_Ação necessária 1_
Transcreva sem alterações o trecho do texto sobre exercício físico e depressão que vai de "Devemos ter cautela" até "que acontece gratuitamente.", incluindo ambos.
_Ação necessária 2_
Dê continuidade ao texto sobre exercício físico e depressão, começando logo após a última frase apresentada.

_Texto selecionado_
Também constatamos que não importa o quanto as pessoas se exercitem, em termos de sessões ou minutos de treino por semana, ou duração do programa de exercícios físicos. O que importa é a intensidade do exercício realizado; quanto maior a intensidade, melhores são os resultados sobre os sintomas depressivos.

Sim, é difícil manter-se motivado

Devemos ter cautela ao interpretar esses resultados. Ao contrário do que acontece em ensaios clínicos com medicamentos, participantes de intervenções à base de exercícios físicos sabem qual “tratamento” foram aleatoriamente designados a receber, o que pode distorcer os resultados.

Muitas pessoas com depressão enfrentam barreiras físicas, psicológicas ou sociais para participar de programas formais de exercícios. E obter apoio para se exercitar não é algo que acontece gratuitamente.

_Conjunto de itens_
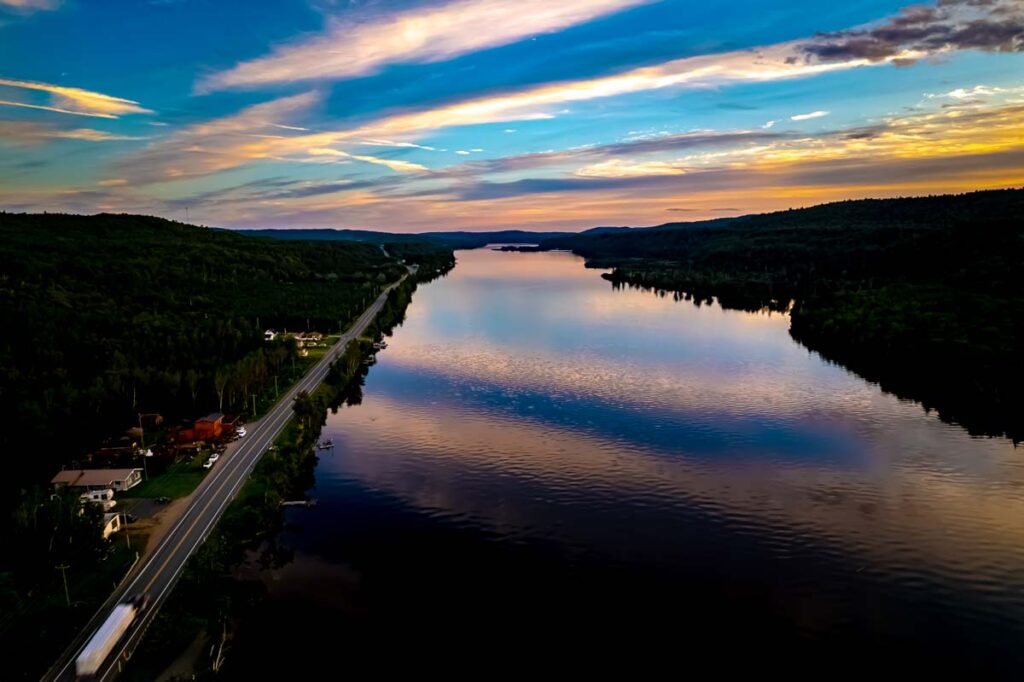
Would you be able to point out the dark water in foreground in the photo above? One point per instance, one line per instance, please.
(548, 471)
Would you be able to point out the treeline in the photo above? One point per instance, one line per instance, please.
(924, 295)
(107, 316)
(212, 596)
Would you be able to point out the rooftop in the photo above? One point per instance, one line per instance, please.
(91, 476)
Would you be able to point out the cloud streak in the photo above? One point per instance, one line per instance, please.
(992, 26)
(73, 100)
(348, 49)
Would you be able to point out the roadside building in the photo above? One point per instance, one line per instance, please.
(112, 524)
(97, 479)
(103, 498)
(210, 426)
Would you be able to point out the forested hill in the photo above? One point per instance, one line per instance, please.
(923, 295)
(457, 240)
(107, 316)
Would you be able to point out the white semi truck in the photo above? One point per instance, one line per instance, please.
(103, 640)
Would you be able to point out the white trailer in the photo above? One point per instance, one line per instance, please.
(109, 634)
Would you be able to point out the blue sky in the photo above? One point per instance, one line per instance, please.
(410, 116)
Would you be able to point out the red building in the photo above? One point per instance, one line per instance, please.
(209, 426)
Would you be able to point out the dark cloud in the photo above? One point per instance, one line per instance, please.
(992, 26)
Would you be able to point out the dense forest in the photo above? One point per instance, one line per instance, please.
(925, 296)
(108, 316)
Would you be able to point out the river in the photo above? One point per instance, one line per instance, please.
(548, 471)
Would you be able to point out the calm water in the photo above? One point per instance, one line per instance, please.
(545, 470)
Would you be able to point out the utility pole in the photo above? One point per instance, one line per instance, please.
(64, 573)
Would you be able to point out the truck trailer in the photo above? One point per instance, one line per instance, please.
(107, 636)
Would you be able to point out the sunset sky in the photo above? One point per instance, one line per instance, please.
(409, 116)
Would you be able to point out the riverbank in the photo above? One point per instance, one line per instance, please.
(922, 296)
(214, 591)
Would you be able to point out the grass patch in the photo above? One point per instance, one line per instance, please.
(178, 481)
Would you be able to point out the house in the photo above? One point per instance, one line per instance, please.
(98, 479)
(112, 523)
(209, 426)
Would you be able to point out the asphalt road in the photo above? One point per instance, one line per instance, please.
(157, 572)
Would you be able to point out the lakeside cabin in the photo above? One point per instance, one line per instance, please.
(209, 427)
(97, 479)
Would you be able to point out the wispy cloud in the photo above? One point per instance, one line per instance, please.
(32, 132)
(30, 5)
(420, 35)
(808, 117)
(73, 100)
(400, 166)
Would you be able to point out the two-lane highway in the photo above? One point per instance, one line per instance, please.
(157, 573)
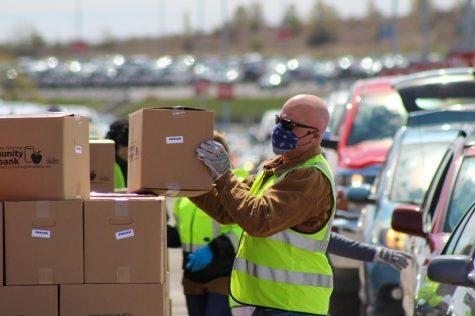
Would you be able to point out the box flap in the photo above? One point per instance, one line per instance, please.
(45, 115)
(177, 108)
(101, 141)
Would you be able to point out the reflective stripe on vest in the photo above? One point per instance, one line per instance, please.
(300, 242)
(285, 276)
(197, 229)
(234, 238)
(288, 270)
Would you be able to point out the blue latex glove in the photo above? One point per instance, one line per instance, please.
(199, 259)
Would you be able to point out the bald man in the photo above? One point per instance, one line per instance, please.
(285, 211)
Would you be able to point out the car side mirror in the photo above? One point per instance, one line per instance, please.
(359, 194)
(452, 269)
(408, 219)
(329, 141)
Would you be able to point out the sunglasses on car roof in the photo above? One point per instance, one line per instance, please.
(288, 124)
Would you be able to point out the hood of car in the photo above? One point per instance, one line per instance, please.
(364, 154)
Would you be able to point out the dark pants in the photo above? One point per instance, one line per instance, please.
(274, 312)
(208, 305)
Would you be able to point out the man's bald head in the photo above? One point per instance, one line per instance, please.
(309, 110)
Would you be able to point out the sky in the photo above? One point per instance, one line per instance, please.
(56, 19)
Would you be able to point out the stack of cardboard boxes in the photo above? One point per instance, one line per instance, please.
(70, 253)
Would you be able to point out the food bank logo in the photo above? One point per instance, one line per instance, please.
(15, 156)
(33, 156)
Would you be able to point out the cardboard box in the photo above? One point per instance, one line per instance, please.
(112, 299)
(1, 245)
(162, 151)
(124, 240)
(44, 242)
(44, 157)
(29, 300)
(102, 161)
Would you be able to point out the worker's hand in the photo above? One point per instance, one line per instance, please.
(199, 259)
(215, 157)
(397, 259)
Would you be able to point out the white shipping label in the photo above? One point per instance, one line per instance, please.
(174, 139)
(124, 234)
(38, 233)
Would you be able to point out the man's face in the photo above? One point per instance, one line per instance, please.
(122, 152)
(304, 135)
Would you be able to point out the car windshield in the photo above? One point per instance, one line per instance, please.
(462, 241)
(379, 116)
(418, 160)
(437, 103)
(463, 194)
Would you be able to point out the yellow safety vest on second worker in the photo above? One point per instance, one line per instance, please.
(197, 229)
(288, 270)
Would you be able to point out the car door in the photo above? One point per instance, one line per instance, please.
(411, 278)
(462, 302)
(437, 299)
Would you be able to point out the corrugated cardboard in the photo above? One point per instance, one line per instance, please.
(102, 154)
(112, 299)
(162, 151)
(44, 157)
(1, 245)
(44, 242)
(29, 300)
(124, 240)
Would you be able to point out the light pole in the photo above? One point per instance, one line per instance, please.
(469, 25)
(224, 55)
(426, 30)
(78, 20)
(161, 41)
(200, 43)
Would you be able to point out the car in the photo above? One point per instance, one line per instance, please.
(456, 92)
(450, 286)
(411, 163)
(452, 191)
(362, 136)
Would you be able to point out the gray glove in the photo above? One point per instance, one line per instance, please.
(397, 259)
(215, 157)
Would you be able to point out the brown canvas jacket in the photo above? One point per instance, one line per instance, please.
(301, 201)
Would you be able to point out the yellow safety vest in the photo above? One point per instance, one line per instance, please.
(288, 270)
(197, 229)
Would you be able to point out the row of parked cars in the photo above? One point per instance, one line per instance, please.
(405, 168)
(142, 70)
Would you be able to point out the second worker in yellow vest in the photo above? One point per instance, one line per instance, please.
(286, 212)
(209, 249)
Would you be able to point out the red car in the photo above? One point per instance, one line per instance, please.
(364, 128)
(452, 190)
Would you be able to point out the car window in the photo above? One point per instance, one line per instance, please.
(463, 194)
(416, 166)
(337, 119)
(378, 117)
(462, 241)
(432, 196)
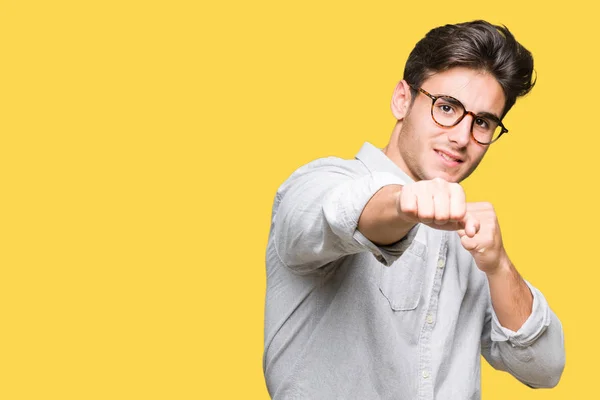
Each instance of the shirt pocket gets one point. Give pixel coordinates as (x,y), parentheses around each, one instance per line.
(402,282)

* * *

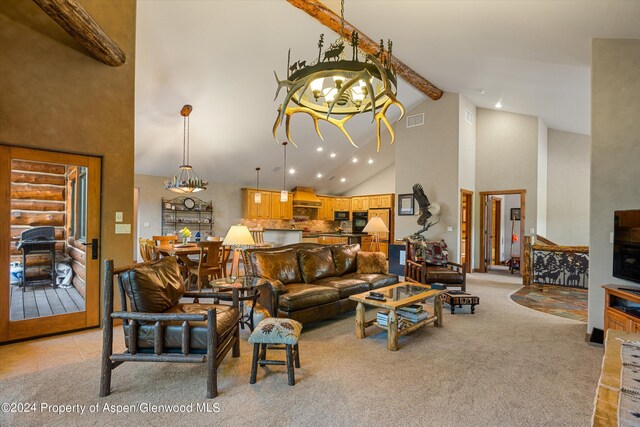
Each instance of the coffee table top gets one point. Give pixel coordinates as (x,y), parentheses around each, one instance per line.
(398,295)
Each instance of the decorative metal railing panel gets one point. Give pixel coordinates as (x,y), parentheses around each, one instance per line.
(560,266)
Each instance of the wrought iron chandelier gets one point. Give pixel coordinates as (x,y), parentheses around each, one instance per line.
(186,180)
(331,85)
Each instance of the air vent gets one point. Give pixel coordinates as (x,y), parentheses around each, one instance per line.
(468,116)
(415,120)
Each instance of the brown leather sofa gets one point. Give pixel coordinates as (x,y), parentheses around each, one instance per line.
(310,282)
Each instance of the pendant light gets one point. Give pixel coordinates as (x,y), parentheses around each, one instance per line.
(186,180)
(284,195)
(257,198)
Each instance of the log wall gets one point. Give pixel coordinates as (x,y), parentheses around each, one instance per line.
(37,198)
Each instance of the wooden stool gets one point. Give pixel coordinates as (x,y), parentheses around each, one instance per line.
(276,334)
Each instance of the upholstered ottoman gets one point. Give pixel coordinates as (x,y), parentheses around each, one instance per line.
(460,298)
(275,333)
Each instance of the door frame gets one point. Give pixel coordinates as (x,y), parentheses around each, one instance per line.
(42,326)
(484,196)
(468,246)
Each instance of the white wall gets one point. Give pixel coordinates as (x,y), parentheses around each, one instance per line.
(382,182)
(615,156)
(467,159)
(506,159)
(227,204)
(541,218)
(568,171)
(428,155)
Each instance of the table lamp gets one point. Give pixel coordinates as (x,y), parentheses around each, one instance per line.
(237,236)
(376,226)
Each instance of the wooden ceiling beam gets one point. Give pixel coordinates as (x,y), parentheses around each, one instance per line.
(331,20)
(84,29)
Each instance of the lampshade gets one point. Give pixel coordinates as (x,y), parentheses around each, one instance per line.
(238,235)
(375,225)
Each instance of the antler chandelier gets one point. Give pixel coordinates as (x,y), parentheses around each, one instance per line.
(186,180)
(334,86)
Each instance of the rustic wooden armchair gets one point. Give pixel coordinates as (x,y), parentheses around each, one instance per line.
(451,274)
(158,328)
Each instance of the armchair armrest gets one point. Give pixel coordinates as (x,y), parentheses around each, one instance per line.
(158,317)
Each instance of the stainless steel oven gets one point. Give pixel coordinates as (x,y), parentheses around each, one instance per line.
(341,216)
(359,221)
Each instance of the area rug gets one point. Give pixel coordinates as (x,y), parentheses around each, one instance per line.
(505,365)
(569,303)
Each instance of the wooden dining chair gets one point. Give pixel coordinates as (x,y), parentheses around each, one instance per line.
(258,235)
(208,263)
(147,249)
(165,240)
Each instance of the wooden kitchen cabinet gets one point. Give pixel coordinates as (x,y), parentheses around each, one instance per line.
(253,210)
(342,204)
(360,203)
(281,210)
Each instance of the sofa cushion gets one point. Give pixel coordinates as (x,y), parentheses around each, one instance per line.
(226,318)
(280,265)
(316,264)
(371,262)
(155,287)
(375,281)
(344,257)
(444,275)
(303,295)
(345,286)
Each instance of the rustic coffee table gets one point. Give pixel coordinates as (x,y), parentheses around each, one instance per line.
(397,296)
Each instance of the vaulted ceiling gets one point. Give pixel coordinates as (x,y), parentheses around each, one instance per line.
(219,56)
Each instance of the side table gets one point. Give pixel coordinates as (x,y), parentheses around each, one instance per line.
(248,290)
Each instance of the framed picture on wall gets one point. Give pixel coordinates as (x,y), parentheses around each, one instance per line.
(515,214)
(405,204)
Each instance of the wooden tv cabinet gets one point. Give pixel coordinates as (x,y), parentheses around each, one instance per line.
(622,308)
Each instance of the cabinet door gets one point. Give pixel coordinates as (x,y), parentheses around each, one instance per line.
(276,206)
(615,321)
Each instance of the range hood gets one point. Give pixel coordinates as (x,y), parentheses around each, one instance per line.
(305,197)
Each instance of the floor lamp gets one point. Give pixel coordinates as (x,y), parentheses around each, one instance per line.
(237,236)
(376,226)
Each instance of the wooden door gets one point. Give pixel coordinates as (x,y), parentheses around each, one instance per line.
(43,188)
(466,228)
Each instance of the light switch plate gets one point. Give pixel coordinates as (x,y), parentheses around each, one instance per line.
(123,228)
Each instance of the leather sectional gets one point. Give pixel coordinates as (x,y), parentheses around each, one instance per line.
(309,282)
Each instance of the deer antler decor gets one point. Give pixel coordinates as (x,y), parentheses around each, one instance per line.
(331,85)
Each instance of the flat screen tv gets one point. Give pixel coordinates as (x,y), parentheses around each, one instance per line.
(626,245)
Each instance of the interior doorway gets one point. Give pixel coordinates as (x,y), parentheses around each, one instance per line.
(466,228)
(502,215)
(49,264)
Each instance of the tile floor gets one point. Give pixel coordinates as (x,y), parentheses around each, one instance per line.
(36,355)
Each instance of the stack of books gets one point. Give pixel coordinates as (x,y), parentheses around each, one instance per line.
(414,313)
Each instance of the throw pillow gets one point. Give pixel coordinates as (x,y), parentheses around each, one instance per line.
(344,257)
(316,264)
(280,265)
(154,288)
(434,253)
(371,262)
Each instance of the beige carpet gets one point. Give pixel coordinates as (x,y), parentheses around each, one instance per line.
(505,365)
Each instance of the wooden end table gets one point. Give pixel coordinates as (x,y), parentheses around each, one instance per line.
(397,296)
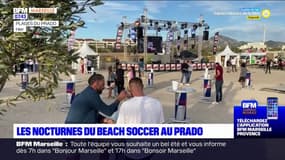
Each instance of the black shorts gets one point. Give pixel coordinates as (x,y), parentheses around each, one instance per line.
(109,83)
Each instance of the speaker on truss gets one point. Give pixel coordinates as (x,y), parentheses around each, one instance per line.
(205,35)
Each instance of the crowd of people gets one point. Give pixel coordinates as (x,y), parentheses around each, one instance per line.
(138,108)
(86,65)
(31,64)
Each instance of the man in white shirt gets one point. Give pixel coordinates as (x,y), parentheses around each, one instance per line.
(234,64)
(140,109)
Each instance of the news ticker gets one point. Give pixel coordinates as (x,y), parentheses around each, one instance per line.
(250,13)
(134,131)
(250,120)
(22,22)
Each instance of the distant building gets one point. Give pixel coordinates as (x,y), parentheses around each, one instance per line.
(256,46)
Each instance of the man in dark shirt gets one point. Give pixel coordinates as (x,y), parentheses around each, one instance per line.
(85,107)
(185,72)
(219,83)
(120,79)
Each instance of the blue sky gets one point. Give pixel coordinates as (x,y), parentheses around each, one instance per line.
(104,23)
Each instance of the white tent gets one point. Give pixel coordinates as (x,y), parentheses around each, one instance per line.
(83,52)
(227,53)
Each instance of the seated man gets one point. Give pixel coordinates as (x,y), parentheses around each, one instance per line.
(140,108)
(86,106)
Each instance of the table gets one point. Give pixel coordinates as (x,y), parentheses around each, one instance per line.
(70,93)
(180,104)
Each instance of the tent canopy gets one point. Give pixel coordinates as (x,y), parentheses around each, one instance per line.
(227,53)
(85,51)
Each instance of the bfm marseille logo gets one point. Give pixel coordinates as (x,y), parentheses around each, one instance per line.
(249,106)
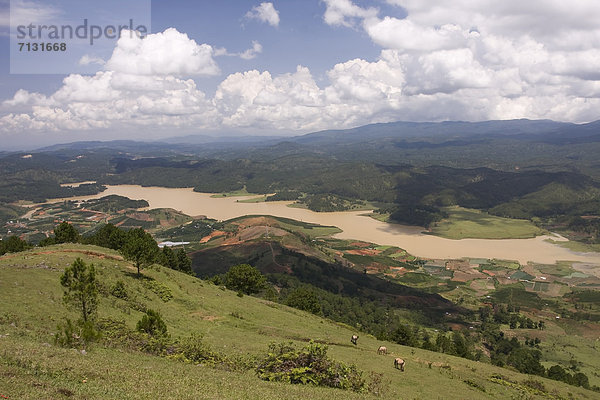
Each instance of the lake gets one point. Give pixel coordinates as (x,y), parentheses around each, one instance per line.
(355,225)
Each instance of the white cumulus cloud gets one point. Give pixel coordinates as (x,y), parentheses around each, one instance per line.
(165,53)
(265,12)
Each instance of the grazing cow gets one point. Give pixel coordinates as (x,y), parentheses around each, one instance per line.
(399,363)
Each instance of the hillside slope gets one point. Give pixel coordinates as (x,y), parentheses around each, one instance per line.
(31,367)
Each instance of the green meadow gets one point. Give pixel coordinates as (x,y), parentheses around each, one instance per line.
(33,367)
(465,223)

--

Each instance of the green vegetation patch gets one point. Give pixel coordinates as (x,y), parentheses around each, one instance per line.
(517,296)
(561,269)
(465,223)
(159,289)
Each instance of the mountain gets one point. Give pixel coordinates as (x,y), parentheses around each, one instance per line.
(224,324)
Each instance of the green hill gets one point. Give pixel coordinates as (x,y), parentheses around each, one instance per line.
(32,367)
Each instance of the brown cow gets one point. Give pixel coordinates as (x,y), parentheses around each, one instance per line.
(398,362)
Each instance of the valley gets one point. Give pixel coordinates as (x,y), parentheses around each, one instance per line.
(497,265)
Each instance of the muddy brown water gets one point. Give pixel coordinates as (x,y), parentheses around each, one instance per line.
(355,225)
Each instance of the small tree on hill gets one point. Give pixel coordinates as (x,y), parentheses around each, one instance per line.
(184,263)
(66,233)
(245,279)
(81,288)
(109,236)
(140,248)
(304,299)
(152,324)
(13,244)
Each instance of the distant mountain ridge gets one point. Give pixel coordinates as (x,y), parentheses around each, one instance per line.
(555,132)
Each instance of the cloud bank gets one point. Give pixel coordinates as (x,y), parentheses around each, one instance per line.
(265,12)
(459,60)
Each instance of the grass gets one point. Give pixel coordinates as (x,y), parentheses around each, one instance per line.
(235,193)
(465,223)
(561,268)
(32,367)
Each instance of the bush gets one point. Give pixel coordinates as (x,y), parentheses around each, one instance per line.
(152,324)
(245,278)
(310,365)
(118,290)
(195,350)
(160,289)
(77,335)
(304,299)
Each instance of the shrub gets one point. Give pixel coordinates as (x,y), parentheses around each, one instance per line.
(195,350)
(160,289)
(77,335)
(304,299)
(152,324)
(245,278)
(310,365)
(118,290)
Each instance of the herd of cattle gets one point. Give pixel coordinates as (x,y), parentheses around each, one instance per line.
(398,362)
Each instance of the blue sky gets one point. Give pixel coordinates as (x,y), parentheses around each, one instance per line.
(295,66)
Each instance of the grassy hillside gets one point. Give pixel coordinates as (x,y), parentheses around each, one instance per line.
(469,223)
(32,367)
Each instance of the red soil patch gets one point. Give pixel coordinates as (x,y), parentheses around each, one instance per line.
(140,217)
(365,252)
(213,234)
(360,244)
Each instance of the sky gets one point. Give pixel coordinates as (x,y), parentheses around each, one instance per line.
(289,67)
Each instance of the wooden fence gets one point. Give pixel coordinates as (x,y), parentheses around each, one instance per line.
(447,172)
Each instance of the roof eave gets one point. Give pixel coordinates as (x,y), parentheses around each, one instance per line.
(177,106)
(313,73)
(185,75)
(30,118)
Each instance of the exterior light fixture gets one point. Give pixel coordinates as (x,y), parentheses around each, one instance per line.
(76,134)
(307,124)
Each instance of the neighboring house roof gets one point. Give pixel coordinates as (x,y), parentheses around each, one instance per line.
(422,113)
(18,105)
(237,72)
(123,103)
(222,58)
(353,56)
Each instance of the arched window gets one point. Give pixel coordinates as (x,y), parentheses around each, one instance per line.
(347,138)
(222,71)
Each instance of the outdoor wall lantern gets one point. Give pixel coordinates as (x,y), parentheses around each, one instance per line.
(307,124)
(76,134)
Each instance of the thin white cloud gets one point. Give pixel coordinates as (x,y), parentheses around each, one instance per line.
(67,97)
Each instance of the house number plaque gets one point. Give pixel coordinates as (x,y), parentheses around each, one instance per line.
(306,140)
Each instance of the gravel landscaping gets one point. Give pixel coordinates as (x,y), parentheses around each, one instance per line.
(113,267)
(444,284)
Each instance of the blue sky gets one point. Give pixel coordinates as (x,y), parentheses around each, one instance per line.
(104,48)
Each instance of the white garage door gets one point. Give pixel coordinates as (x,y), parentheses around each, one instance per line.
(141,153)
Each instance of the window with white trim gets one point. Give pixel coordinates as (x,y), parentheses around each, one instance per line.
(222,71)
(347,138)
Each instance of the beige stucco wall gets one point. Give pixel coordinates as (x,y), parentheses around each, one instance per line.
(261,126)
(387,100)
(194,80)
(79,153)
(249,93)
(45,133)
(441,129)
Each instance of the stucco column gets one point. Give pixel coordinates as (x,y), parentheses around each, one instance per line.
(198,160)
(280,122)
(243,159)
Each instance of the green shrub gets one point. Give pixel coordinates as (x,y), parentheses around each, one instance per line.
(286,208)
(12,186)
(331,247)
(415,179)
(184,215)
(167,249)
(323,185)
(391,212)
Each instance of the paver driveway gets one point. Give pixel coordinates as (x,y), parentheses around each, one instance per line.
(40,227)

_Resposta 1_
Devemos ter cautela ao interpretar esses resultados. Ao contrário do que acontece em ensaios clínicos com medicamentos, participantes de intervenções à base de exercícios físicos sabem qual “tratamento” foram aleatoriamente designados a receber, o que pode distorcer os resultados.

Muitas pessoas com depressão enfrentam barreiras físicas, psicológicas ou sociais para participar de programas formais de exercícios. E obter apoio para se exercitar não é algo que acontece gratuitamente.

_Resposta 2_
Ainda não sabemos qual é a melhor maneira de manter a motivação para se exercitar, o que pode ser ainda mais difícil se você tiver depressão. Tentamos descobrir, por exemplo, de que forma o estabelecimento de metas de exercícios pode ajudar as pessoas a manterem-se motivadas. Infelizmente, não conseguimos obter um resultado muito claro.

Outras análises descobriram que é importante ter um plano de exercícios bem definido (por exemplo, agendar o exercício em seu calendário) e monitorar seu progresso (por exemplo, usando um aplicativo ou smartwatch). Entretanto, prever quais dessas intervenções funcionam melhor é uma tarefa difícil.

Um estudo realizado em 2021 com mais de 60.000 frequentadores de academias de ginástica descobriu que até mesmo especialistas nesta área não conseguem prever quais estratégias podem fazer as pessoas irem à academia com mais frequência. Nem mesmo tornar os treinos mais divertidos pareceu motivar as pessoas. Ouvir audiobooks durante o exercício (algo que nenhum especialista previu), no entanto, apresentou-se como uma estratégia muito eficiente.

Ainda assim, podemos ter confiança de que as pessoas se beneficiam do apoio personalizado e da responsabilidade. O apoio ajuda a superar os obstáculos que certamente surgirão. A responsabilidade mantém as pessoas em movimento mesmo quando seus cérebros dizem para evitá-lo.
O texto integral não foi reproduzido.